* [YOUR OBJECTIVE]: Once you find the line containing "pixel 4 258" in the data below, copy it and each following line exactly, up to and including the line containing "pixel 161 227", and nothing else.

##### RECORDS SHOWN

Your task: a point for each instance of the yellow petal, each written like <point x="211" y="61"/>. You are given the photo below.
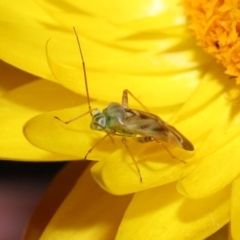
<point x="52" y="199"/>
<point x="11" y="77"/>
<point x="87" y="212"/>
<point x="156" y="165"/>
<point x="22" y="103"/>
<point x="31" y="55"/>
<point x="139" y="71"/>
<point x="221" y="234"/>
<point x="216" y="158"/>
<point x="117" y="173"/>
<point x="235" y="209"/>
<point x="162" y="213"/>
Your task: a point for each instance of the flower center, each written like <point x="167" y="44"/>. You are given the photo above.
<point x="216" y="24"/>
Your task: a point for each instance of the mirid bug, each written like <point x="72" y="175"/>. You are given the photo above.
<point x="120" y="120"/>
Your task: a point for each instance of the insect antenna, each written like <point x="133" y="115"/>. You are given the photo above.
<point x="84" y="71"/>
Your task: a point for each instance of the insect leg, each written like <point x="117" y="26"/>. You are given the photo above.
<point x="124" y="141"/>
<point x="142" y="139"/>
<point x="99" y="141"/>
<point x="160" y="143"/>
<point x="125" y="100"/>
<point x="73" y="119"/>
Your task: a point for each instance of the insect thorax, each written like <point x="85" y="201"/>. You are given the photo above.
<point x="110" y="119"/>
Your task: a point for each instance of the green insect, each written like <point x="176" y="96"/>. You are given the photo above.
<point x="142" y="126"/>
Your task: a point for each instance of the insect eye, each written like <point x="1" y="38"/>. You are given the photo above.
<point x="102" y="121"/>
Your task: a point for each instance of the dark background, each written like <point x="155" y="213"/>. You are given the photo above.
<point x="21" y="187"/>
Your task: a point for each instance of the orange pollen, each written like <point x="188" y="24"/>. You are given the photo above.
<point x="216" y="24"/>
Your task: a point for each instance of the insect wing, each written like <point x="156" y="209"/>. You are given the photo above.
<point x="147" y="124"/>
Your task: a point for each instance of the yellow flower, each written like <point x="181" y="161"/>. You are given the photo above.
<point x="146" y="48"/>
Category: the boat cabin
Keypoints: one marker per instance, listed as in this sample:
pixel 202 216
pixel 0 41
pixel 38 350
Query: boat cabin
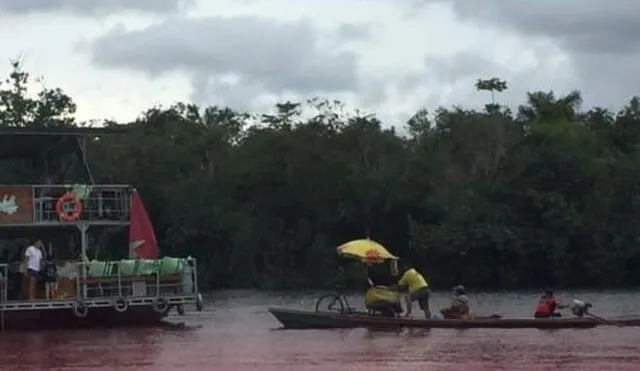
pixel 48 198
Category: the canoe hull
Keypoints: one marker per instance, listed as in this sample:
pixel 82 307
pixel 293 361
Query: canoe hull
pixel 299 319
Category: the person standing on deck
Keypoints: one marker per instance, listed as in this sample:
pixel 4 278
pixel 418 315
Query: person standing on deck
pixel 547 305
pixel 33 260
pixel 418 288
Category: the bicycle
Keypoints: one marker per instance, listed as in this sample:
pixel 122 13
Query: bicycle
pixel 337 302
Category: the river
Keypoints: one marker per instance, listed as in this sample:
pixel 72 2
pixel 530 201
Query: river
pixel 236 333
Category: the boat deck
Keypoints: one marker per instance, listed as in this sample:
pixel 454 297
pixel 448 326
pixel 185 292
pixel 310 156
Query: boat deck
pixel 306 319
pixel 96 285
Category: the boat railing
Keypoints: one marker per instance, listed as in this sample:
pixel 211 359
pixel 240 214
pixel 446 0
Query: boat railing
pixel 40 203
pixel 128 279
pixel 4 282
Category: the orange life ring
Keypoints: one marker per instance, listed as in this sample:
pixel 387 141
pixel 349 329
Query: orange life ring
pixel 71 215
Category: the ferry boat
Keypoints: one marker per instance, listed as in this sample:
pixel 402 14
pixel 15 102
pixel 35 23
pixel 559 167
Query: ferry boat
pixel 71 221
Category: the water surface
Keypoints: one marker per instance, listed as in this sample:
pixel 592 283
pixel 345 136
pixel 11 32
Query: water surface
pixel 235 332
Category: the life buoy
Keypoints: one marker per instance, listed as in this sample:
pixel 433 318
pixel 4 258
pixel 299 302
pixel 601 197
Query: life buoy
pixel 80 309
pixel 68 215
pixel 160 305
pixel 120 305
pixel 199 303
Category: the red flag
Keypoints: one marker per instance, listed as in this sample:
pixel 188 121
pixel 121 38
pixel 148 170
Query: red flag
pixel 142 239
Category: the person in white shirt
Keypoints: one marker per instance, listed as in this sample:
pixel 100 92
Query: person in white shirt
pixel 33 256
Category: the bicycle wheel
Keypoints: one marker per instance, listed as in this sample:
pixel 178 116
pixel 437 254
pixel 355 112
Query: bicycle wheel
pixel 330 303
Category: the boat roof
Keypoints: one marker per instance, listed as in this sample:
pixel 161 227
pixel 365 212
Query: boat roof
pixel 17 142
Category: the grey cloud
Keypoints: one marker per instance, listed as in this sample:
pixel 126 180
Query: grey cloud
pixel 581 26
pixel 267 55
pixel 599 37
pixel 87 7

##########
##### RECORDS SHOWN

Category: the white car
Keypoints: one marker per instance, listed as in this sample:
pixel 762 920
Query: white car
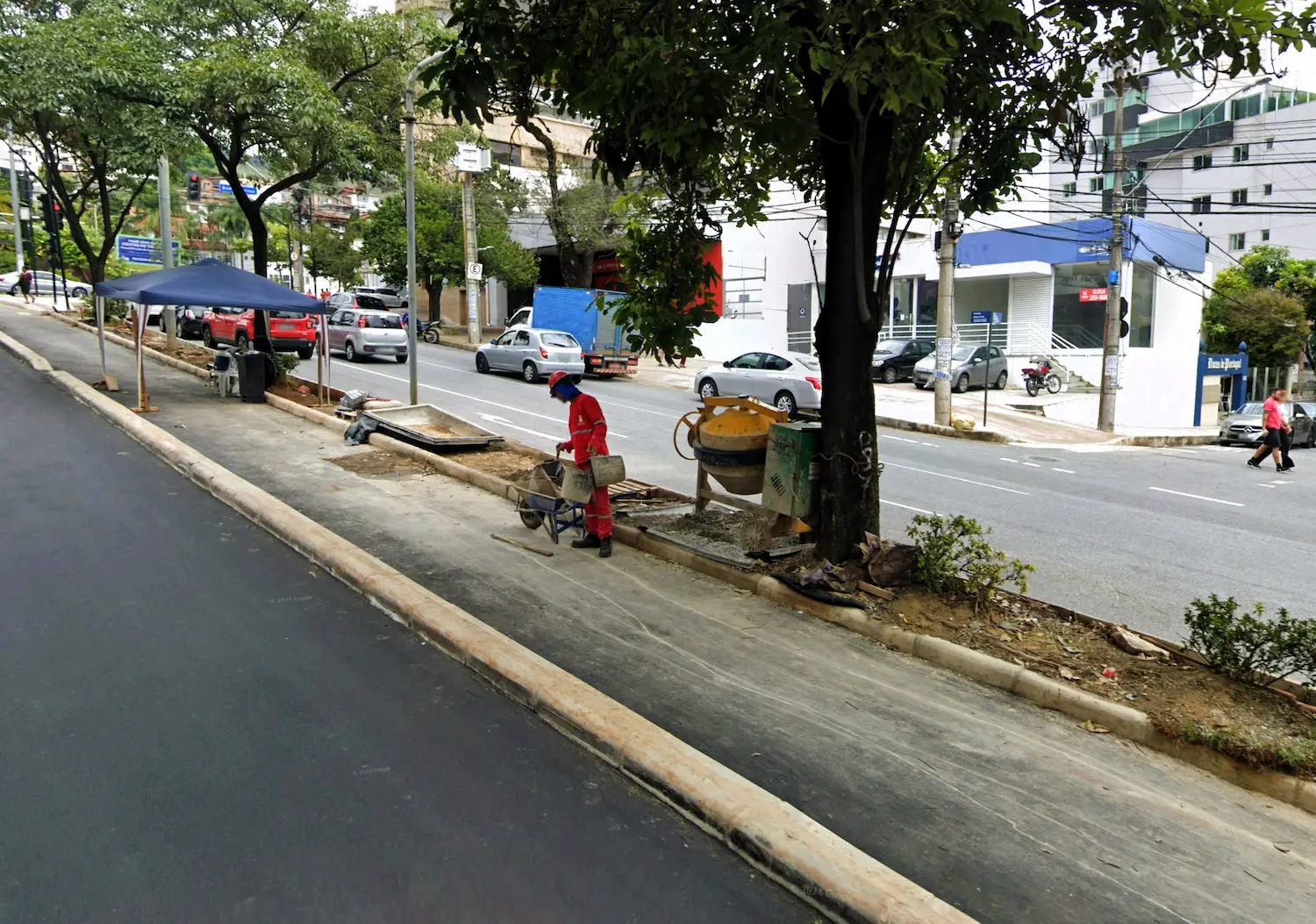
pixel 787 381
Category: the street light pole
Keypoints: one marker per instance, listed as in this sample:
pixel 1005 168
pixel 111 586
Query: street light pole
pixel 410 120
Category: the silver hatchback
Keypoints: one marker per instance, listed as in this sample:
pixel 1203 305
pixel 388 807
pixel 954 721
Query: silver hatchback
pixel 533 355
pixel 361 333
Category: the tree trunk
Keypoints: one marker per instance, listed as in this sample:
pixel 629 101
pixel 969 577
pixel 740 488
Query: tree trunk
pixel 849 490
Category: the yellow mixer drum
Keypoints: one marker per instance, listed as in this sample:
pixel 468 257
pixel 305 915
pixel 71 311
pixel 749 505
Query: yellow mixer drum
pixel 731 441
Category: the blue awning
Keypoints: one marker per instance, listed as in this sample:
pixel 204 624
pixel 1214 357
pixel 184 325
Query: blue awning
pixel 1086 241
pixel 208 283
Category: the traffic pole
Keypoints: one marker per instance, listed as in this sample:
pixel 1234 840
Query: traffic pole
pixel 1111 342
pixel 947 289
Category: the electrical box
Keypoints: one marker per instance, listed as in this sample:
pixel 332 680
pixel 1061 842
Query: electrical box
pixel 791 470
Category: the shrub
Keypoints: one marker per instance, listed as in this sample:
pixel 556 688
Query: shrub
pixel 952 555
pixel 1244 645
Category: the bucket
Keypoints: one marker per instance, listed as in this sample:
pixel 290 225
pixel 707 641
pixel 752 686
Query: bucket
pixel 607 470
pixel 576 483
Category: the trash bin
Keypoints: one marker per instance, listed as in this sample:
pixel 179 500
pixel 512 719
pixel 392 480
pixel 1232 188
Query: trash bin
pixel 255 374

##########

* [REPLY TO THE EXERCISE]:
pixel 4 258
pixel 299 302
pixel 601 197
Query: life buoy
pixel 80 309
pixel 68 215
pixel 160 305
pixel 120 305
pixel 199 303
Category: the red flag
Keypoints: one marker per instance, listed as in this sample:
pixel 188 121
pixel 121 38
pixel 148 170
Query: red flag
pixel 142 239
Category: the person in white shirt
Keypoints: one marker per instance, listed as in this sample:
pixel 100 92
Query: person in white shirt
pixel 33 256
Category: the bicycle wheel
Keypoints: one marker per instance, listed as in this sample:
pixel 178 116
pixel 437 254
pixel 355 112
Query: bicycle wheel
pixel 330 303
Category: the boat roof
Keypoints: one marker per instance, listed as in this sample:
pixel 161 227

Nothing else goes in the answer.